------ Recorded information
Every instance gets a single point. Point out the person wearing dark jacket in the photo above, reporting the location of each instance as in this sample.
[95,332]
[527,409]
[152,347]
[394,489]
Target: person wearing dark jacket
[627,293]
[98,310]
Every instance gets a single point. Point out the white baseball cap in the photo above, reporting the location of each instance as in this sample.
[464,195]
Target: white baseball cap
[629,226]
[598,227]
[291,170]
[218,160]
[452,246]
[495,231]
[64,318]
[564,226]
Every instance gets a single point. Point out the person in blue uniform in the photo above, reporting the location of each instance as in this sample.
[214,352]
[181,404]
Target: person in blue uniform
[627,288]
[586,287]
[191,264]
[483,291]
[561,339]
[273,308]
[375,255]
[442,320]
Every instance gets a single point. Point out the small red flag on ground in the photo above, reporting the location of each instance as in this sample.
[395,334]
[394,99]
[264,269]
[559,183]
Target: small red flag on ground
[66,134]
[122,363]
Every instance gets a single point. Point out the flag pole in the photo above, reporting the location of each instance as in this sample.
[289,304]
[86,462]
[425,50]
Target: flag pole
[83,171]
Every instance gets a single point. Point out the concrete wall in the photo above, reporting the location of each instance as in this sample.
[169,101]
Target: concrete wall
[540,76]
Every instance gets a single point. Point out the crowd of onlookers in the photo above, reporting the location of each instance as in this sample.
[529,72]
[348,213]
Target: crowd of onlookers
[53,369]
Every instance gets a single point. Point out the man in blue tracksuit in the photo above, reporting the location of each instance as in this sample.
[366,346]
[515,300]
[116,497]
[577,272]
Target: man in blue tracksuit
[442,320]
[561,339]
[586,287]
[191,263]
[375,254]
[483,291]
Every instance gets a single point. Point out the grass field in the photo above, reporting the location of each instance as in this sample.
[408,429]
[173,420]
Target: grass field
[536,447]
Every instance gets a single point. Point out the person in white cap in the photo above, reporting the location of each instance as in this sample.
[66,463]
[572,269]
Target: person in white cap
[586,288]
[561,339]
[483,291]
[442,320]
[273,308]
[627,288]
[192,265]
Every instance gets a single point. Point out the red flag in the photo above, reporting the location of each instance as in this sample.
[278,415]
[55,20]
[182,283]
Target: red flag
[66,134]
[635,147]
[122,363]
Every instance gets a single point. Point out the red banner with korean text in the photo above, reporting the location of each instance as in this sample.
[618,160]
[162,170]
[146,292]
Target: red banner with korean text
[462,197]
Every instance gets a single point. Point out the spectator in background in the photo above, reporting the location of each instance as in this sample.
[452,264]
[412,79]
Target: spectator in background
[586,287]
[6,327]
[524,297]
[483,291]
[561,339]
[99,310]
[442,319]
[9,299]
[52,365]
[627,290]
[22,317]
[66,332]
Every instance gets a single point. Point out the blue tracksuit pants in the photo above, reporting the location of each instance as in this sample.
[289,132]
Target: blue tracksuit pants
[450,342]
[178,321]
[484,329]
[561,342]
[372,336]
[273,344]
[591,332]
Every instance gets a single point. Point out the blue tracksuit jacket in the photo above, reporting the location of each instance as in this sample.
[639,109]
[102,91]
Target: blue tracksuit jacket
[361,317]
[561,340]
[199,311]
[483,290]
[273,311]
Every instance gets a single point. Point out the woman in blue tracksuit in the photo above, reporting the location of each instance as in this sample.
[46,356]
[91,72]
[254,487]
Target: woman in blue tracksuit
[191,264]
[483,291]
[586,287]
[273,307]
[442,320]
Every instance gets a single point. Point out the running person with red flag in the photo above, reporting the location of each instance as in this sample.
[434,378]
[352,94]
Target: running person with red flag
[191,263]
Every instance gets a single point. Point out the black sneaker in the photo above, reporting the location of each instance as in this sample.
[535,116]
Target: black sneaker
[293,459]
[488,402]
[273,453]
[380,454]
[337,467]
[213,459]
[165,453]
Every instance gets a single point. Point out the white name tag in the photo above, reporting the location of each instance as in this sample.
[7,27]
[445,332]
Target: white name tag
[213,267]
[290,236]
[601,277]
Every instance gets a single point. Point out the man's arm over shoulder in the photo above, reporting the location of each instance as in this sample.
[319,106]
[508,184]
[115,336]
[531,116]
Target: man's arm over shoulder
------------
* _What you have to do_
Copy every record above word for word, with no changes.

* _Solution for this task_
Every instance gets a single point. Point out the person wearing dark jacket in the photo above, reporting the location of each instance as in this sample.
[95,332]
[527,409]
[152,347]
[394,489]
Target: person wearing dark jacket
[627,293]
[98,310]
Every instance gets a single point. Point out the white baseball cap in the photo above, reporting the location of each instance as in this sample.
[464,195]
Target: white baseball cap
[629,226]
[598,227]
[291,170]
[218,160]
[452,246]
[495,231]
[64,318]
[564,226]
Every instance gets a single point. Point out the person in blue uniform in the photo above, reporting the location of each instance as in this sample.
[214,352]
[181,404]
Target: person in blue uniform
[627,288]
[586,287]
[191,264]
[483,291]
[561,339]
[273,308]
[375,255]
[442,320]
Every instance gets a single point. Point out the small red flag on ground in the photo above, reporting the location of each instance as in this sample.
[395,334]
[394,99]
[264,269]
[559,183]
Target: small red flag on ground
[66,134]
[122,363]
Every instance gets a single point. Point out the flag pole in the photo above, reporting the location of each instance as in this sample.
[289,304]
[86,462]
[425,50]
Target: flag pole
[83,171]
Every instance gets a single point. Point out the concrete wall in the photo above, reporting the location of each instance as in this sample.
[169,101]
Target: concrete wall
[540,76]
Every instance gets a single point. Point out the crowd of onlookers in the photo above, reporting the location of each instance as in this sample.
[529,72]
[348,213]
Target: crowd of onlookers
[53,369]
Every instance gets a single point. Point out the man in blue tracksuit in the photo above, reporting the location of each instance as in this sample.
[366,346]
[515,300]
[116,497]
[577,272]
Target: man in blue tracksuit
[442,320]
[561,339]
[586,287]
[191,263]
[375,254]
[483,291]
Every instance gets a single point. Point out the grass field in the photo above, reporting the location of each instance as in this sample.
[408,429]
[173,420]
Target: grass field
[536,447]
Every instance gets a single point. Point out the person in white cap in the photo above, reporting the location of each instance as in this sample.
[66,463]
[572,269]
Target: person in white cap
[586,288]
[561,339]
[483,291]
[442,320]
[273,308]
[627,288]
[192,265]
Every instance gets a single point. Point out the red flag in the photo above, reporting the location of each instance as in this sample.
[278,415]
[55,20]
[182,283]
Target: red flag
[66,134]
[635,147]
[122,363]
Every instance gets a single point. Point out the red banner with korean text in the photo above, reporting the location of each instance as in this sample.
[618,160]
[162,170]
[146,292]
Target: red banner with korean text
[462,197]
Every instance gets a single point. Point out the spectator in background in the photo above, reporting the location of each instance as in this sample.
[452,264]
[412,79]
Target: spectator in background
[586,287]
[6,327]
[524,297]
[483,291]
[561,339]
[99,310]
[442,319]
[9,299]
[52,365]
[627,290]
[22,317]
[66,332]
Every instance gets a single point. Point out the blue tracksuit pants in the photo above, reporting the location of each instance as in this sample.
[289,132]
Target: blue tracksuit pants
[450,342]
[178,321]
[484,329]
[561,342]
[372,336]
[273,344]
[591,332]
Every instance gets a single point. Point out the blue tracksuit jacket in the photo above, reporting the location of each instance as in this sample.
[639,109]
[102,91]
Target: blue tracksuit jacket
[361,317]
[561,340]
[199,311]
[483,290]
[273,311]
Every instance gets a single point. Point out the woman in blue tracksuit in the photo above, reporting the location of each instance as in this sample.
[46,356]
[91,72]
[254,487]
Target: woman in blue tracksuit
[191,264]
[483,291]
[586,287]
[273,307]
[442,320]
Every instance gets a single point. Point out the running person with red flag in the photo above, reporting the location of each instance as in this sample.
[434,378]
[352,94]
Target: running person with red flag
[191,263]
Every instance gets a single point. Point out the black sneaker in the photo above, reporting the location of each instance as in this sample.
[535,116]
Target: black sneaker
[293,459]
[488,402]
[273,453]
[380,454]
[337,467]
[213,459]
[165,453]
Every instance gets a single point. Point out the white name tag in the photo above, reporting the location of each instance as in this sample.
[7,27]
[445,332]
Target: white name tag
[213,267]
[290,236]
[601,277]
Every instance gets a single point. Point out the man's arm over shoulder in the photo above, reporting the location of each instance as in this sample.
[319,106]
[508,184]
[115,336]
[531,116]
Target: man's arm over shoulder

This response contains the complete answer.